Everything from the line containing "Task: point out the wooden table" to the final line of the records below should be given again exactly, and nothing else.

* Begin *

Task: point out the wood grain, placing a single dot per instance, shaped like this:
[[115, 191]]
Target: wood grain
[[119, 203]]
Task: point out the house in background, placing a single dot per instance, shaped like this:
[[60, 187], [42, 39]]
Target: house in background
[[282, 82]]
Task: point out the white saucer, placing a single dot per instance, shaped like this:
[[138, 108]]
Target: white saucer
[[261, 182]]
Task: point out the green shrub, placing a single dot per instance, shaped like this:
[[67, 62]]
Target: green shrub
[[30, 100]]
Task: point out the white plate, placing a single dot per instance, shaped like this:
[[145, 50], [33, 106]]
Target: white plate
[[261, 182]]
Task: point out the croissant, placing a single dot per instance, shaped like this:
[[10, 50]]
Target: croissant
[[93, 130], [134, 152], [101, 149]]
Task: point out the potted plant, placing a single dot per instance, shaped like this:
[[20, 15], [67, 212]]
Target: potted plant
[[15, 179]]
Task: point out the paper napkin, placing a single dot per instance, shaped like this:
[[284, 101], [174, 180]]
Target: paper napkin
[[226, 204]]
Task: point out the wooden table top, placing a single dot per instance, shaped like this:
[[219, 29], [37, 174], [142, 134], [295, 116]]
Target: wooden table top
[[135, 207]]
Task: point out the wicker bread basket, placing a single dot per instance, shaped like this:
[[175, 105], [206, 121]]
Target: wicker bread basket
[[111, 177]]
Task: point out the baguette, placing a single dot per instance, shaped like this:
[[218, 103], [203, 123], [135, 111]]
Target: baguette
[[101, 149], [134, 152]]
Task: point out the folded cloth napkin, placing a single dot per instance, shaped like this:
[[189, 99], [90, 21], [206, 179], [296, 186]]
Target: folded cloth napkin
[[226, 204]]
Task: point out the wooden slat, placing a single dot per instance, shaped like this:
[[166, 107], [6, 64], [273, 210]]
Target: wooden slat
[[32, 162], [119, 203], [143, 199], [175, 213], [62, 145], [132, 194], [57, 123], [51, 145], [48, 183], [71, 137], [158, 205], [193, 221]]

* End *

__THE RESPONSE__.
Task: point out the wooden table top, placing a single dot per instance, shaped like this:
[[219, 29], [37, 174], [142, 134], [295, 116]]
Target: wooden table top
[[135, 207]]
Task: point out the wicker bread basket, placing a single dot per instance, shaped like this:
[[175, 105], [206, 121]]
Target: wicker bread basket
[[111, 177]]
Task: point out the baguette, placing a single dot per instance, shaped like this:
[[218, 103], [203, 123], [135, 111]]
Target: baguette
[[101, 149], [134, 152]]
Task: point out the folded cloth napkin, placing a single dot per instance, shaped like this:
[[189, 99], [90, 21], [206, 179], [296, 186]]
Target: folded cloth napkin
[[226, 204]]
Task: point out the wooden slat, placing a single dot per instance, shaped like this:
[[166, 107], [6, 64], [273, 210]]
Target: wooden slat
[[32, 162], [119, 203], [143, 199], [175, 213], [62, 145], [132, 194], [57, 123], [51, 145], [48, 183], [71, 137], [158, 205], [193, 221]]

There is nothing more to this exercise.